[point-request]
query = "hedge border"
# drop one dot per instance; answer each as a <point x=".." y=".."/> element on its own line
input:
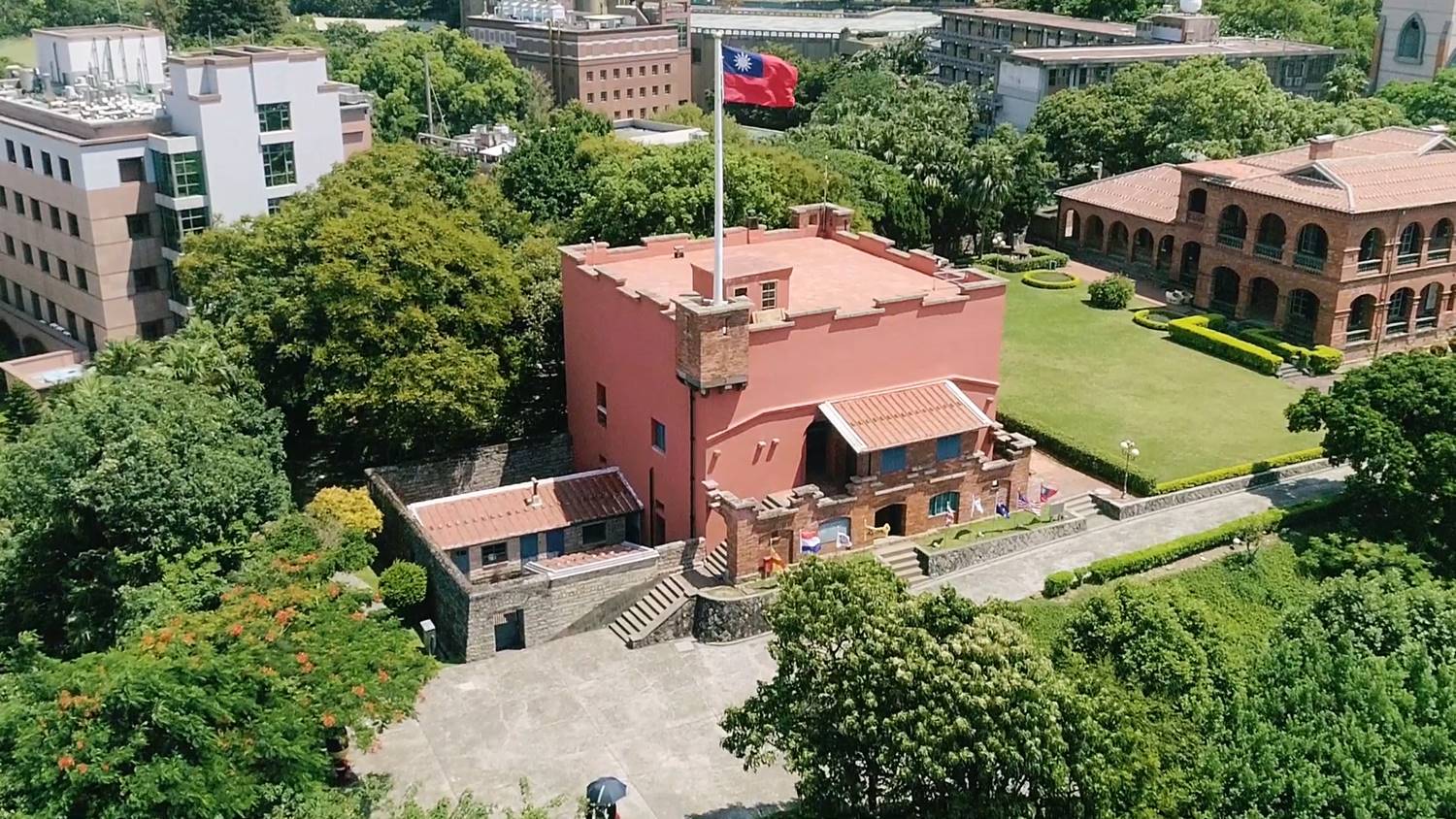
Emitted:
<point x="1144" y="319"/>
<point x="1200" y="334"/>
<point x="1164" y="553"/>
<point x="1240" y="470"/>
<point x="1030" y="278"/>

■ Problem to solve ■
Rewrite the records above, changing "hedge border" to "shrub border" and keeping every other line as it stands. Leave the pictures out of your answer.

■ Solution for this exercise ■
[point-request]
query = "shrub border"
# drop one dot per instance; answer each as a <point x=".." y=".."/> element on its own line
input:
Emitted:
<point x="1144" y="319"/>
<point x="1200" y="334"/>
<point x="1164" y="553"/>
<point x="1240" y="470"/>
<point x="1030" y="278"/>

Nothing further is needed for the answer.